The process gets easier, more relaxed, and I think the conversations start to flow a little better too.  When I was doing my M.A. work I used to get all stressed out about the moment when I asked someone if it was OK for me to actually record the interview.  It can be a delicate thing, you know, how you bring up THAT question.  But everyone finds their way.  How do I do it?  I like to have the recorder out early, so people know it’s there.  That’s better, in my experience, than keeping it out of sight and then pulling it on them like a gun at the last moment.  Good god what is THAT?  It’s can actually be pretty intimidating to be interviewed, so it’s good to make things as comfortable as possible.  I think we need to keep these things in mind.  For me, I like to put the recorder out on the table in plain view, during the pre-interview small talk and chit chat, and let people get used to it.  Then, ask them if they’re OK with recording.  And usually, people are fine with it.  If not, it’s no big deal, just take notes in a notebook and roll with it.  I’d be interested to know how other people handle this particular key moment in the interview process, though.  What’s YOUR technique?

Material shown –
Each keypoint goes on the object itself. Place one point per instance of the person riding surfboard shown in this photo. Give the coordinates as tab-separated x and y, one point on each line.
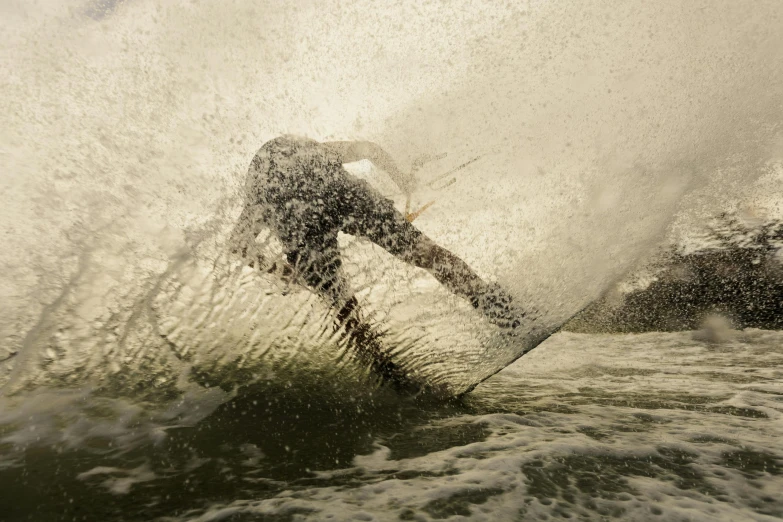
298	188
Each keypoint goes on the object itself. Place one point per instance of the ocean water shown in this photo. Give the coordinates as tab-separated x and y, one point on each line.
657	426
146	374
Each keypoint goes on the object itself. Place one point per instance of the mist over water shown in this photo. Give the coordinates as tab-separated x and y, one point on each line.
128	126
145	374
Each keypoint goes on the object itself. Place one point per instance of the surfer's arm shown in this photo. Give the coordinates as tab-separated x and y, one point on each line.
350	151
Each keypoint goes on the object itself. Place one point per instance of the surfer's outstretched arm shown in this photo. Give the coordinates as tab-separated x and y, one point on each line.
350	151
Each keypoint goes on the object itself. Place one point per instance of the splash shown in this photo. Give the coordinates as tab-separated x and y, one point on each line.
128	126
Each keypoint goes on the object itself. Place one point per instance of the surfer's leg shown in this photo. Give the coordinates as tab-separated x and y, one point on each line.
375	218
320	267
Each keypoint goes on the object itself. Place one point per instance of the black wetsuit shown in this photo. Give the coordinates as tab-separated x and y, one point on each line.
305	195
299	188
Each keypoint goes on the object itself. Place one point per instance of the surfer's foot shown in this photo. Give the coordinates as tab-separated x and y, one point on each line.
498	307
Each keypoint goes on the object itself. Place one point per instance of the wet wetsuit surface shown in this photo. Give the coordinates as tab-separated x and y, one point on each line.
307	197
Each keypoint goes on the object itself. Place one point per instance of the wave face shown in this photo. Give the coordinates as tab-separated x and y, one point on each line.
127	128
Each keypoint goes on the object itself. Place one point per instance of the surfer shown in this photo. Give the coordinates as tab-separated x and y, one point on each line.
298	188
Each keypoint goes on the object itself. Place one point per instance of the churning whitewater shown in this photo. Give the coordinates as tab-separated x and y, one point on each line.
147	373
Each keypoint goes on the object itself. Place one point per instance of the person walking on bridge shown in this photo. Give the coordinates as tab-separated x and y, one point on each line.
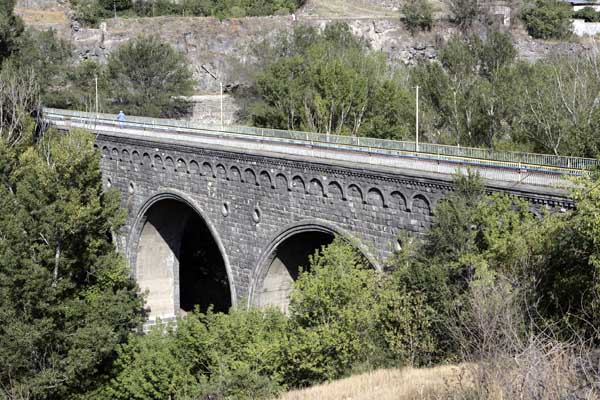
121	118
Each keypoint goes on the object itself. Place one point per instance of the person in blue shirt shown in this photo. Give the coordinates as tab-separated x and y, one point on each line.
121	118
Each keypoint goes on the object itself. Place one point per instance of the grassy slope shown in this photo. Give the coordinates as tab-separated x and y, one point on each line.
389	384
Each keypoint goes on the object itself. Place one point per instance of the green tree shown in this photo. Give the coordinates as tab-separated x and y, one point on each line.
547	19
118	5
327	82
148	77
418	15
66	297
344	315
464	13
569	284
11	28
235	355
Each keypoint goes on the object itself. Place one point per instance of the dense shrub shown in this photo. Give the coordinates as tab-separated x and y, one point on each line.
148	77
92	11
588	14
548	19
235	355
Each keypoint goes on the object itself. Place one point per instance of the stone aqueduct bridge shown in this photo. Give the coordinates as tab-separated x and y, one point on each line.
223	216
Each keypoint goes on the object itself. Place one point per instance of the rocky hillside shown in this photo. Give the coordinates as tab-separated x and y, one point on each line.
228	47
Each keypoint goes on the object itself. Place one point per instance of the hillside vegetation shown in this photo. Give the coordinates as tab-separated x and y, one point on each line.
511	296
389	384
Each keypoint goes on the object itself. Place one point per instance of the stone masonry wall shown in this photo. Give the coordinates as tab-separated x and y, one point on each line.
250	201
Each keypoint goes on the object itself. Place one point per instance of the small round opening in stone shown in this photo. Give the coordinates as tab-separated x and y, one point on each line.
256	215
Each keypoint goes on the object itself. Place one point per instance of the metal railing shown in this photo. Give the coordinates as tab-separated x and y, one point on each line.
476	156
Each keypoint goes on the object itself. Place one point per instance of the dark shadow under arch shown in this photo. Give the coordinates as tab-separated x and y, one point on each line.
179	262
284	264
288	252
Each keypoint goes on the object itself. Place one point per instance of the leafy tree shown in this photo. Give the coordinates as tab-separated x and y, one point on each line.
118	5
474	234
11	28
464	12
235	355
473	97
588	14
558	106
147	77
344	314
569	284
547	19
66	297
19	101
418	15
327	82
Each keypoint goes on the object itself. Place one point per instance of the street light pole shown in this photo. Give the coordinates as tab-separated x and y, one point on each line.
417	121
96	82
220	87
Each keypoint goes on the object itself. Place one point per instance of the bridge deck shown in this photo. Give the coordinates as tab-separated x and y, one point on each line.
505	168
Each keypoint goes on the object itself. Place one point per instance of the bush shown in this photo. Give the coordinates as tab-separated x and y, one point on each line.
148	77
418	15
118	5
464	12
588	14
212	355
548	19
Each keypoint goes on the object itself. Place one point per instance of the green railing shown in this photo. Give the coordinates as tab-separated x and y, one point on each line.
440	151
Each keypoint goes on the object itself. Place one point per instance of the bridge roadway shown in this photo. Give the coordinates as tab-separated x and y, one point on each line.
226	215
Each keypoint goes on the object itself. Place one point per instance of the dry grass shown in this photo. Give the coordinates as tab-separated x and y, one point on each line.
32	16
389	384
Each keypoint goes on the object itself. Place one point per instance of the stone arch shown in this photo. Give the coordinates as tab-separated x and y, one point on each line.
281	183
274	274
169	164
235	174
265	179
158	163
298	184
125	155
353	191
207	169
181	165
398	201
420	204
194	167
162	221
222	172
250	176
135	157
335	191
376	198
316	187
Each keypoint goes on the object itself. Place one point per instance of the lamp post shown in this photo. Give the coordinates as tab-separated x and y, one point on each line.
417	121
220	87
96	83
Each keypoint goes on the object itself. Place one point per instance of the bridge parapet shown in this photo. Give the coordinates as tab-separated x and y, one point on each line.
519	168
217	215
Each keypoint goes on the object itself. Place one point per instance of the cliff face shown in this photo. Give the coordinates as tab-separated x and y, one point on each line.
227	47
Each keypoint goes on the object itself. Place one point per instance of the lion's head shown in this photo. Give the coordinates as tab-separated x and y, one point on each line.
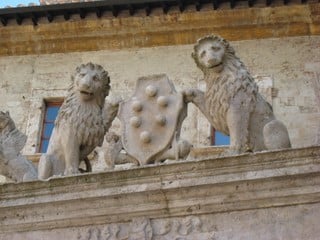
91	83
212	53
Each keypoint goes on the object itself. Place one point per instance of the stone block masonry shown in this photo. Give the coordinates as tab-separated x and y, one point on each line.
27	80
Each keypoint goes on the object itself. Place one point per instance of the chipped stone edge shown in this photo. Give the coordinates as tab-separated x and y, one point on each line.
249	181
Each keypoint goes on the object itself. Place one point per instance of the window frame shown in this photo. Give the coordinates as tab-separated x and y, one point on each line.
47	104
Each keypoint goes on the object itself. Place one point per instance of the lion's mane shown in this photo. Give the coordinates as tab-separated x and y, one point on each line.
224	85
86	118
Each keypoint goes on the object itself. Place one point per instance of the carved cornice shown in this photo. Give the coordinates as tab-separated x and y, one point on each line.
174	28
249	181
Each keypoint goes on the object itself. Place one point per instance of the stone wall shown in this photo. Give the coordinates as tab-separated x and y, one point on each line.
27	80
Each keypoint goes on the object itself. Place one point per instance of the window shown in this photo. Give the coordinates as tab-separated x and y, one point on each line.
51	112
218	138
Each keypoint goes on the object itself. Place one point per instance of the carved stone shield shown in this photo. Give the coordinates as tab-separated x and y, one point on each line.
150	118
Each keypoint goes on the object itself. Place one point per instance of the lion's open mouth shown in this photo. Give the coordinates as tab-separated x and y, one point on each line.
217	65
86	93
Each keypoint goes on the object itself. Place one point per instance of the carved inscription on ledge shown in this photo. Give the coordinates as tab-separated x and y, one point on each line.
188	228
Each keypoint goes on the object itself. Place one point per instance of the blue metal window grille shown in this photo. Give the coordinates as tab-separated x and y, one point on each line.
51	113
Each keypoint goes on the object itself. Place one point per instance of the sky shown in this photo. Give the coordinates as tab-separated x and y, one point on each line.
14	3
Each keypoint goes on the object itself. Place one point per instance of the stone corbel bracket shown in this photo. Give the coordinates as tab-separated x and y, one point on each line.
249	181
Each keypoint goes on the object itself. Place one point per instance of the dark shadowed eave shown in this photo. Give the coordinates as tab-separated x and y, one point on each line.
113	6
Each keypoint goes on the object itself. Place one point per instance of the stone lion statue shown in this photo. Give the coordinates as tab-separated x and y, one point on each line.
82	121
232	103
12	164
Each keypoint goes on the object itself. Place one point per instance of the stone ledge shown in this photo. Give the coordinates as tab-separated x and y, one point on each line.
249	181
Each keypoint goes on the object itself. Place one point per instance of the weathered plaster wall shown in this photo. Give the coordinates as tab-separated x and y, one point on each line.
26	80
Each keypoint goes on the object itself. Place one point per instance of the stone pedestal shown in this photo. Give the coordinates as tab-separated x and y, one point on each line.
267	195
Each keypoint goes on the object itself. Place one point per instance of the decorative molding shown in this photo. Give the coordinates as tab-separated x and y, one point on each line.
159	30
212	185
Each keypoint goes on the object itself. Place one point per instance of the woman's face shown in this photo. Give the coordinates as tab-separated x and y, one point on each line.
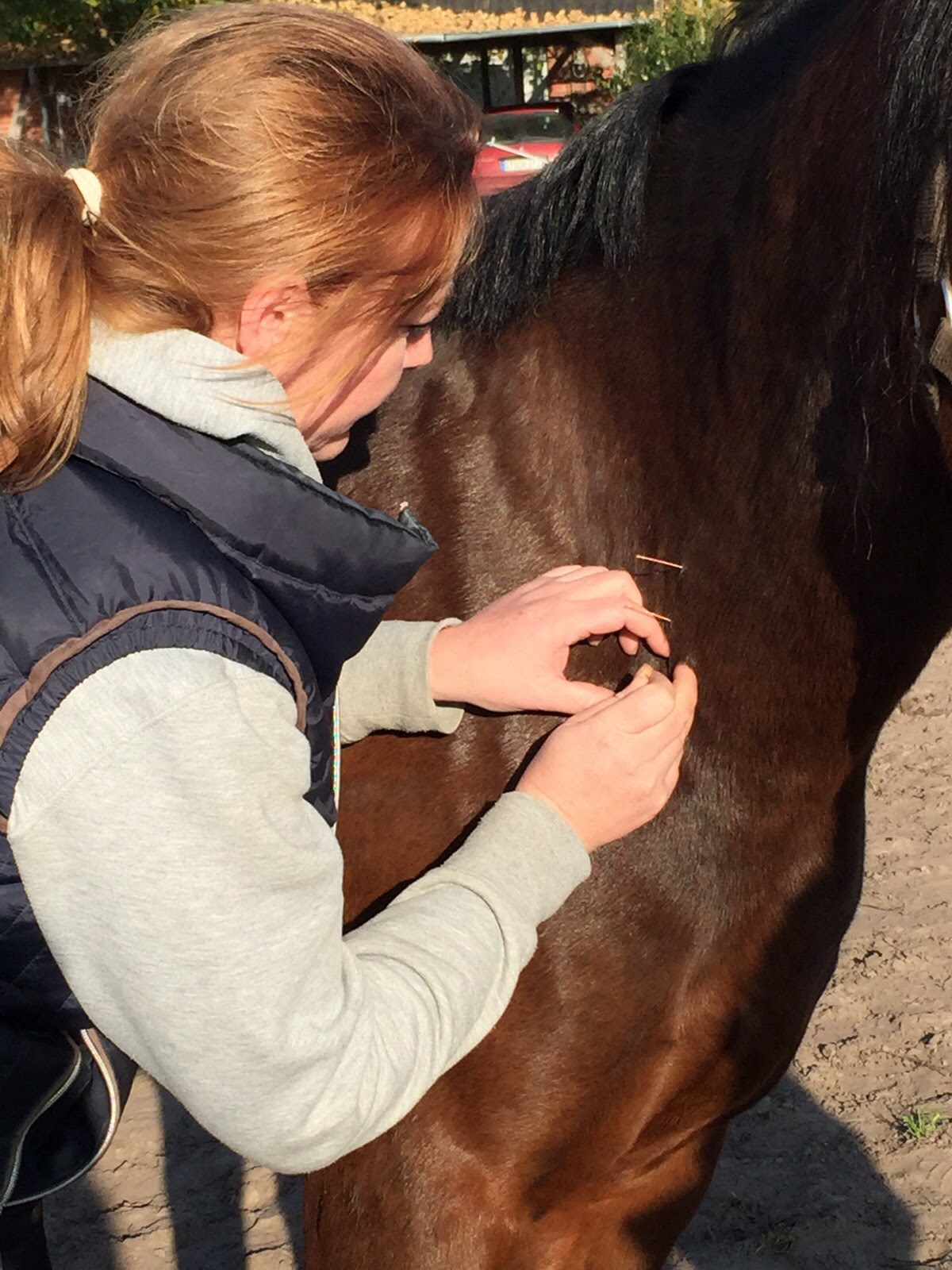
276	323
325	421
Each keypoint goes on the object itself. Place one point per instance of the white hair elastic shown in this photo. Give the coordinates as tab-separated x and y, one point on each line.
92	190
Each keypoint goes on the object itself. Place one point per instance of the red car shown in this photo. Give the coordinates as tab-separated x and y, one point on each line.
518	141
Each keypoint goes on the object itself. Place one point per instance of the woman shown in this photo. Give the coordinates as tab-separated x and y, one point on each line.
274	203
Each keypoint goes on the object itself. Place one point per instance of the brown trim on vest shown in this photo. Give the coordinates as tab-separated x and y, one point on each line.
56	658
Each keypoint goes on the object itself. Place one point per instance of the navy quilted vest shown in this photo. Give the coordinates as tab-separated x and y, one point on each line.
155	537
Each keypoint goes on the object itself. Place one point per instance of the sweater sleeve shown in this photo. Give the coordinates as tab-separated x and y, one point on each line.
386	686
194	899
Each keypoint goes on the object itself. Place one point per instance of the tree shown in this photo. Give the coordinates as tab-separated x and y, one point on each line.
42	31
677	33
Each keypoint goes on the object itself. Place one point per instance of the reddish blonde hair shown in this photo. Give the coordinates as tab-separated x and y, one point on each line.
234	143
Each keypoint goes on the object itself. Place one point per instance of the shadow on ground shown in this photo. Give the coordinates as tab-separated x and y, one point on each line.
795	1189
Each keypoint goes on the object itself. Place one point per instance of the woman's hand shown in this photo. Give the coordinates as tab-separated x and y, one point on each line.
611	768
512	656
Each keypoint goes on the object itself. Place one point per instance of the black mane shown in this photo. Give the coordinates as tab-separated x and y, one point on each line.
589	206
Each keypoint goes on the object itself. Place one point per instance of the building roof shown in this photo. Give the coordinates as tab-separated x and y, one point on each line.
526	35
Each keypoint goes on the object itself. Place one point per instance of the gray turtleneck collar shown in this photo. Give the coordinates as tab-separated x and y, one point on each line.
200	384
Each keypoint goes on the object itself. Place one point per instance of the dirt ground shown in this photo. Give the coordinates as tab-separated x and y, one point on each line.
819	1176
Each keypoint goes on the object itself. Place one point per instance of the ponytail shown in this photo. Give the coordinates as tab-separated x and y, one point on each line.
44	314
235	143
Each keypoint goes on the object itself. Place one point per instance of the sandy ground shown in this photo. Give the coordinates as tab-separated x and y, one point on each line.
819	1176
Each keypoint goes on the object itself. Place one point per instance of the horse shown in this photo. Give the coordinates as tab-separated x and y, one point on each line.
708	333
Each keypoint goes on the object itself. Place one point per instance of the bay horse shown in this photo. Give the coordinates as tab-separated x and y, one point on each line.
704	334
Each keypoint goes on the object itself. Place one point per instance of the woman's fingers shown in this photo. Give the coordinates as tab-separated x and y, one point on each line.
582	619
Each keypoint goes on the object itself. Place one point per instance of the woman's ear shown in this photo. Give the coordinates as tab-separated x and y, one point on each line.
271	313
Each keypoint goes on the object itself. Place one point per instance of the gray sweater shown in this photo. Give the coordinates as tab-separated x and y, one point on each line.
194	899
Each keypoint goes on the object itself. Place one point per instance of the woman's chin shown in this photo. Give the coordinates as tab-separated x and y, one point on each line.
328	448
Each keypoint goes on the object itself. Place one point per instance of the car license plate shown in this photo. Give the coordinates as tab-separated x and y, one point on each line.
524	164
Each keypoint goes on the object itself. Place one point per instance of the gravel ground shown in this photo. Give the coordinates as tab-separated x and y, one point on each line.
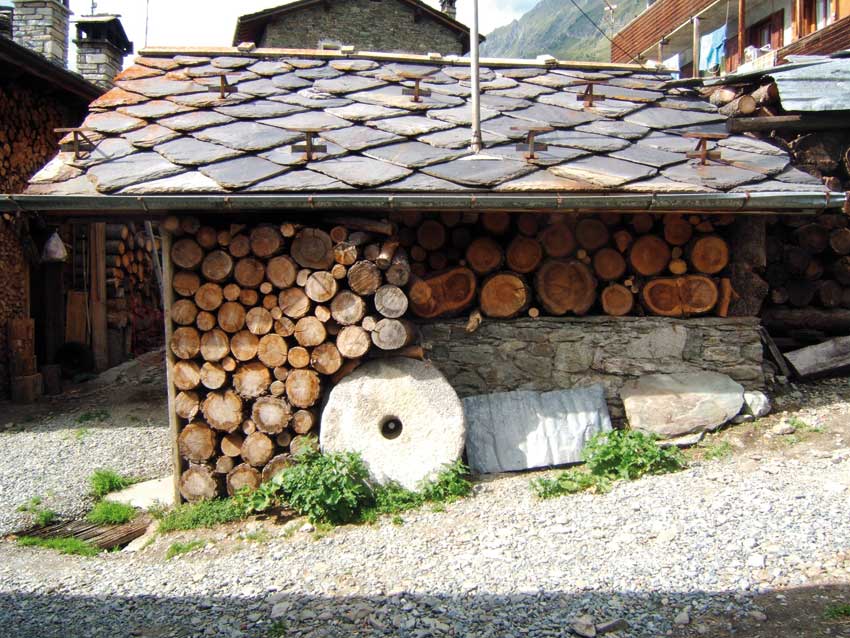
49	450
714	550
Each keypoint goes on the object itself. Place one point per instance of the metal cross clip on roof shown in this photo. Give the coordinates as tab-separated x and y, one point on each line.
701	152
309	148
588	97
80	142
224	88
530	147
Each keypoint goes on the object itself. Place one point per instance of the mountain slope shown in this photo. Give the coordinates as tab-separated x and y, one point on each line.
556	27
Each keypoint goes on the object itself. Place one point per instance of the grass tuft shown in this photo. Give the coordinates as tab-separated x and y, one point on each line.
105	481
63	545
176	549
110	513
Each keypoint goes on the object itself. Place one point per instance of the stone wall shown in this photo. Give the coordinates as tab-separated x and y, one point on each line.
388	25
550	353
42	26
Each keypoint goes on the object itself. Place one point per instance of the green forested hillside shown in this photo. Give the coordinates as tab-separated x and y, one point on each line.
556	27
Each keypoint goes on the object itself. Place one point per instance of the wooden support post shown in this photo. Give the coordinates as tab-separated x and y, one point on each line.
97	295
173	422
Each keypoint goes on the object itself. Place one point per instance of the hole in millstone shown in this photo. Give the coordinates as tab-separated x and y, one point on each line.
391	427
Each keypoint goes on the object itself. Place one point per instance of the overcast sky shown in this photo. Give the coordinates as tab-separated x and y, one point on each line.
211	22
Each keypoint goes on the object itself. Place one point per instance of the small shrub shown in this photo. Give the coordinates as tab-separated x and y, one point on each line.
62	545
109	513
629	454
105	481
838	611
198	515
175	549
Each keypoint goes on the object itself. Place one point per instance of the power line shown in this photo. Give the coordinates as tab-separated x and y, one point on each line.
605	35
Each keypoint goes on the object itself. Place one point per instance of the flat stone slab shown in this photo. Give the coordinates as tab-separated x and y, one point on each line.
511	431
675	405
429	428
147	494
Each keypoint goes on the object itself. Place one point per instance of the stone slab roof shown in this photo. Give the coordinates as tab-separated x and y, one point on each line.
165	129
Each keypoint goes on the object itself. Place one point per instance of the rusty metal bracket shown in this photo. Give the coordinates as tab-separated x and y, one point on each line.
80	144
530	147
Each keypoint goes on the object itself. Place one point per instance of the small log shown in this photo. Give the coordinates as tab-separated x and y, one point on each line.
325	358
196	442
392	334
271	415
223	410
504	295
353	342
303	388
251	379
617	300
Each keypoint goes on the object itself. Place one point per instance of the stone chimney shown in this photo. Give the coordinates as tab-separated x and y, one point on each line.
101	47
448	7
42	26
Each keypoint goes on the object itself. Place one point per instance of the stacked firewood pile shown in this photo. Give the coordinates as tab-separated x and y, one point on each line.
265	319
667	265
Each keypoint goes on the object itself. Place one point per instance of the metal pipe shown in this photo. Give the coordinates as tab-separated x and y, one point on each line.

What to produce – Reproduce the passage about asking interviewees for permission to record, word for word and in full.

Output below –
The process gets easier, more relaxed, and I think the conversations start to flow a little better too.  When I was doing my M.A. work I used to get all stressed out about the moment when I asked someone if it was OK for me to actually record the interview.  It can be a delicate thing, you know, how you bring up THAT question.  But everyone finds their way.  How do I do it?  I like to have the recorder out early, so people know it’s there.  That’s better, in my experience, than keeping it out of sight and then pulling it on them like a gun at the last moment.  Good god what is THAT?  It’s can actually be pretty intimidating to be interviewed, so it’s good to make things as comfortable as possible.  I think we need to keep these things in mind.  For me, I like to put the recorder out on the table in plain view, during the pre-interview small talk and chit chat, and let people get used to it.  Then, ask them if they’re OK with recording.  And usually, people are fine with it.  If not, it’s no big deal, just take notes in a notebook and roll with it.  I’d be interested to know how other people handle this particular key moment in the interview process, though.  What’s YOUR technique?